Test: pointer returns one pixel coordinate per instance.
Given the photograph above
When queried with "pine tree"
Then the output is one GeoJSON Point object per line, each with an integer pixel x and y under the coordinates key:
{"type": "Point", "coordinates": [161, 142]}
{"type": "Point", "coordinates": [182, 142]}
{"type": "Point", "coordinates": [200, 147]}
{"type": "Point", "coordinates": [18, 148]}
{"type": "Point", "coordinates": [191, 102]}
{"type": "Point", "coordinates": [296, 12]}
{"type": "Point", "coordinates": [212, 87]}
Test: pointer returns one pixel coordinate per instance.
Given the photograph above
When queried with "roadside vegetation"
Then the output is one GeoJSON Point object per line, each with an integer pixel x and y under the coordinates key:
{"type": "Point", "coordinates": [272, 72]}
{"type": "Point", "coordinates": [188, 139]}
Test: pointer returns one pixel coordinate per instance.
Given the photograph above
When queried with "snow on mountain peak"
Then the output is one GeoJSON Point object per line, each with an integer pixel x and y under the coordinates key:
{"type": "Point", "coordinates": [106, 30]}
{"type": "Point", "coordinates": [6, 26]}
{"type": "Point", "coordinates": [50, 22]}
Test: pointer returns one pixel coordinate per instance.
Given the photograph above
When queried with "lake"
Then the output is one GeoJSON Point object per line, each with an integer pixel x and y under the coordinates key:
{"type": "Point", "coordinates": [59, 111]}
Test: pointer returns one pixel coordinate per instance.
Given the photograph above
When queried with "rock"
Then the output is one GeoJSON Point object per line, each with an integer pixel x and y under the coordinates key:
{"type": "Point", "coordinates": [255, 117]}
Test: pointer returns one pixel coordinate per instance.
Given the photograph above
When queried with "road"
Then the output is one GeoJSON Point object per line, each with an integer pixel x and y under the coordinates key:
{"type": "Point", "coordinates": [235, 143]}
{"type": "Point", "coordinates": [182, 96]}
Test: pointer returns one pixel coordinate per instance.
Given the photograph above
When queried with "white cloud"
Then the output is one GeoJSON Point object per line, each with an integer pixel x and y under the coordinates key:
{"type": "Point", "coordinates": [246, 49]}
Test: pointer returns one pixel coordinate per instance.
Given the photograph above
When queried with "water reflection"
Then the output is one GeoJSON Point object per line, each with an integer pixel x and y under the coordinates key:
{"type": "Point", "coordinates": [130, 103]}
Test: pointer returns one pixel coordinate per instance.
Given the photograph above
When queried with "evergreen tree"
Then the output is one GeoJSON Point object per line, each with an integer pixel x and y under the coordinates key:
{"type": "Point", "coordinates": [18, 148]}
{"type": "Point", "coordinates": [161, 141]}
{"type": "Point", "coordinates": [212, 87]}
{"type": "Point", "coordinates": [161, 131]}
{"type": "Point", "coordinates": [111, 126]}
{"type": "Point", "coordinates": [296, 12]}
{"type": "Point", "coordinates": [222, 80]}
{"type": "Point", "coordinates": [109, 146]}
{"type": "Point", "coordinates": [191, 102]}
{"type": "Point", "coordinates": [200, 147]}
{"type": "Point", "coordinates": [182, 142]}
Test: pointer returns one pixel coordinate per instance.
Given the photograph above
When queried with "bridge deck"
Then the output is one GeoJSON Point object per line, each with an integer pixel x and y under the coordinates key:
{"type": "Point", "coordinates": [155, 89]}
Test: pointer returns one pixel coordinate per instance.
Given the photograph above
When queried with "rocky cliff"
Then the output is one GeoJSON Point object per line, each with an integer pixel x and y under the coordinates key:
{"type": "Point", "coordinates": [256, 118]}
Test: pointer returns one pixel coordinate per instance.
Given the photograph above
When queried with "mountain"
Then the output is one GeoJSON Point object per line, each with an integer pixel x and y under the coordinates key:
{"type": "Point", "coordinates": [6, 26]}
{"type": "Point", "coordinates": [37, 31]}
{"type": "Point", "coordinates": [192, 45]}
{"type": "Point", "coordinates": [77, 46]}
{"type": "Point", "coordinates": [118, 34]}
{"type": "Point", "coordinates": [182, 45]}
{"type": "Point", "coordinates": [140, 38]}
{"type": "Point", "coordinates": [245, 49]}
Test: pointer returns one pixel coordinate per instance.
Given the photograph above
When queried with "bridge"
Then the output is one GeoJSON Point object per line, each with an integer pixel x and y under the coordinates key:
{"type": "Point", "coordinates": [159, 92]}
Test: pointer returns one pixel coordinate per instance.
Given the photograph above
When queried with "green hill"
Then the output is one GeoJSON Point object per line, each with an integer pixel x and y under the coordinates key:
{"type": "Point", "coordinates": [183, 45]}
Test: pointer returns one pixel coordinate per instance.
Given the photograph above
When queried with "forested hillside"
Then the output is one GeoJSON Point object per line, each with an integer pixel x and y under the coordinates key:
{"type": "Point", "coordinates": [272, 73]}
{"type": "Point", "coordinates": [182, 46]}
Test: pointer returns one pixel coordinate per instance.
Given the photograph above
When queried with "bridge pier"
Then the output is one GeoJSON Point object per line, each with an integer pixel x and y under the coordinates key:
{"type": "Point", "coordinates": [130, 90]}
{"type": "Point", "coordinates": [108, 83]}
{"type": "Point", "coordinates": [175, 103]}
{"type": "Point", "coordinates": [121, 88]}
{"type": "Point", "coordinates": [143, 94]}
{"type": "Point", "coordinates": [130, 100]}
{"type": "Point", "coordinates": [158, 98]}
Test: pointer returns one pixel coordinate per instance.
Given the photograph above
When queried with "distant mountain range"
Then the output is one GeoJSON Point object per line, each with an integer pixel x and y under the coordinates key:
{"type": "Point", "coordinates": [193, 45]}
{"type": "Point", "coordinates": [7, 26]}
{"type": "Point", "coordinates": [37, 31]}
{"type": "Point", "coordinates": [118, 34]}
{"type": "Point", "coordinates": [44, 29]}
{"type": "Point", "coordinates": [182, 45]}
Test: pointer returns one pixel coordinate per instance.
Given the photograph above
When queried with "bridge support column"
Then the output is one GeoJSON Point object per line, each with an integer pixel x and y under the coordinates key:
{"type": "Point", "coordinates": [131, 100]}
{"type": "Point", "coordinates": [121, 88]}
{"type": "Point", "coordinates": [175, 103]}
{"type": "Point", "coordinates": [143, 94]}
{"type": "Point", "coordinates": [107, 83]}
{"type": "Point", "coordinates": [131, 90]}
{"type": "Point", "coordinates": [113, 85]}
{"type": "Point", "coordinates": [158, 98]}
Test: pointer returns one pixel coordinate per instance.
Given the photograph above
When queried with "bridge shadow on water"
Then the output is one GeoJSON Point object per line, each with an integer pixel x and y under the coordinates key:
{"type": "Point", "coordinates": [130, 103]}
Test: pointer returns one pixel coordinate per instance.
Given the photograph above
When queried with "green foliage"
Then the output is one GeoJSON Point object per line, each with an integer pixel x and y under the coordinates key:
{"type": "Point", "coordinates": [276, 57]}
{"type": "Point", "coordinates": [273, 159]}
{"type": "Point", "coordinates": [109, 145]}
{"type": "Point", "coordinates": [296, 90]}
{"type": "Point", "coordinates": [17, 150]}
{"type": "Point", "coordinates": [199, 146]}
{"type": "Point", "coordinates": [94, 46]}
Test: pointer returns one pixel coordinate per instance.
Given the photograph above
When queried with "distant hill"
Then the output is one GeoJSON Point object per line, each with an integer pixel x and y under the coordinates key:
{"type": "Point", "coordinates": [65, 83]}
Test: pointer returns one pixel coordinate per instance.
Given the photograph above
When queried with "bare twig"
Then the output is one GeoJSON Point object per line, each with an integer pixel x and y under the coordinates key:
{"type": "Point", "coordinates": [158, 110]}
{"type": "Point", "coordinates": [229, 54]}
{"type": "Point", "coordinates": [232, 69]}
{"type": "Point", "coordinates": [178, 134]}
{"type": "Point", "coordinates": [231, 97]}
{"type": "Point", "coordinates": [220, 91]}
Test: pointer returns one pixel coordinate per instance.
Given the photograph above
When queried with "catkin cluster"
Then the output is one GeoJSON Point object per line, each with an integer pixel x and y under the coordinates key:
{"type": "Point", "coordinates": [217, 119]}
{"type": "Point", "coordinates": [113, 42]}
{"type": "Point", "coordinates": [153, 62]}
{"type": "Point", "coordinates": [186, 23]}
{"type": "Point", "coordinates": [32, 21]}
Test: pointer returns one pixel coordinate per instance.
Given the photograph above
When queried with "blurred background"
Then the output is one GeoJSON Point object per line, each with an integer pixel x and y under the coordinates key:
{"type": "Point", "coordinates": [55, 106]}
#####
WHAT IS REQUIRED —
Please pull out every line of the records above that contains the word "distant" and copy each one in full.

OUTPUT OF THE EXERCISE —
When queried with "distant mountain range"
When queried with "distant hill"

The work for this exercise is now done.